_Required actions_:
[1] Condense the paragraph in the passage on eye movements in ADHD that begins "Previous research has reported that the cerebellum" into a shorter version that keeps its main facts.
[2] Write out, word for word, everything in the passage on eye movements in ADHD from "The TD group" down to "increase task efficiency.".

_Selected text_:
====================

The TD group showed a consistently higher VSac. Avg. than the ADHD group. However, it showed a decreasing trend with age for ASac. Avg than the ADHD group. In addition to speed, accurate localization is also required to successfully perform the prosaccade task. With age, children may modulate their eye movements to a lower speed for greater controllability, rather than simply sweeping their eyes rapidly toward the target, and thus, increase task efficiency.

Previous research has reported that the cerebellum is a crucial hub of the motor network that interacts with the executive control circuits of the frontoparietal lobe, which are involved in inhibition and stimulus response [56]. Furthermore, studies have demonstrated reduced volume and under activation of the cerebellum in individuals with ADHD [57], which suggests that impairment of the cerebellum contributes to poor control and coordination of eye movements in patients with ADHD.

Variations in Pupil Diameter and Cognitive Stress

It is well-established that when humans encounter stressful situations, they dilate their pupils to improve vision [58]. Previous research using eye-tracking technology has also revealed that when people are engaged in an active coping task, their pupils enlarge significantly. These findings suggest that a larger pupil diameter is linked to higher cognitive load while preparing for challenging tasks [58]. According to previous research examining the relationship between pupil diameter and attention, there is an inverted U–shaped pattern between pupil diameter and attentional performance; that is, when pupil diameter becomes too small or large, error rates are higher and response times are slower [59]. In our study, we discovered that for all tasks, children with ADHD displayed greater pupil diameter variation than TD individuals. This finding supports the theory that excessively large or small pupil diameter is an indicator of inattentiveness when completing tasks requiring active responses. Alternatively, executive function deficiencies at the functional level of the brain and inefficient brain network connectivity in the ADHD group may account for the higher cognitive load when responding to complex task demands [60].

====================

_Supplied material_:

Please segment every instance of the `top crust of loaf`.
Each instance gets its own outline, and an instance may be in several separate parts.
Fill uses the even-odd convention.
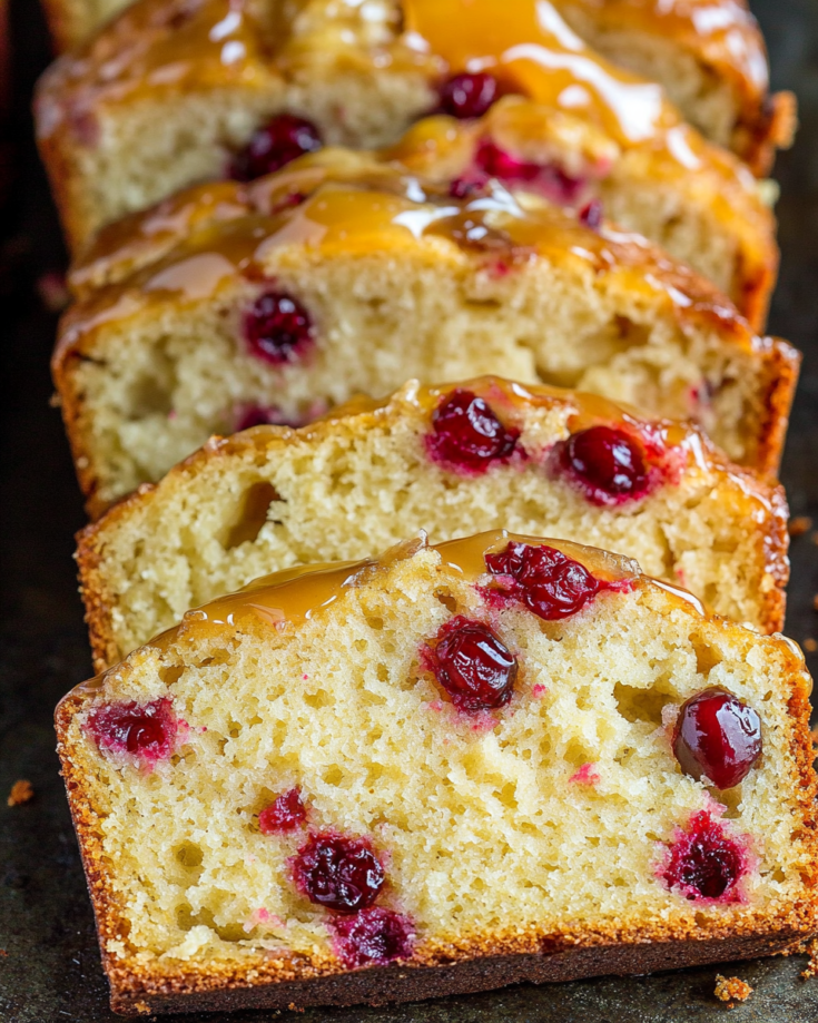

====================

_Results for the exercise_:
[1] The cerebellum is a key motor-network hub that interacts with frontoparietal executive control circuits involved in inhibition and stimulus response [56]. Individuals with ADHD show reduced cerebellar volume and underactivation [57], which suggests that cerebellar impairment contributes to poor eye-movement control and coordination in ADHD.

[2]
The TD group showed a consistently higher VSac. Avg. than the ADHD group. However, it showed a decreasing trend with age for ASac. Avg than the ADHD group. In addition to speed, accurate localization is also required to successfully perform the prosaccade task. With age, children may modulate their eye movements to a lower speed for greater controllability, rather than simply sweeping their eyes rapidly toward the target, and thus, increase task efficiency.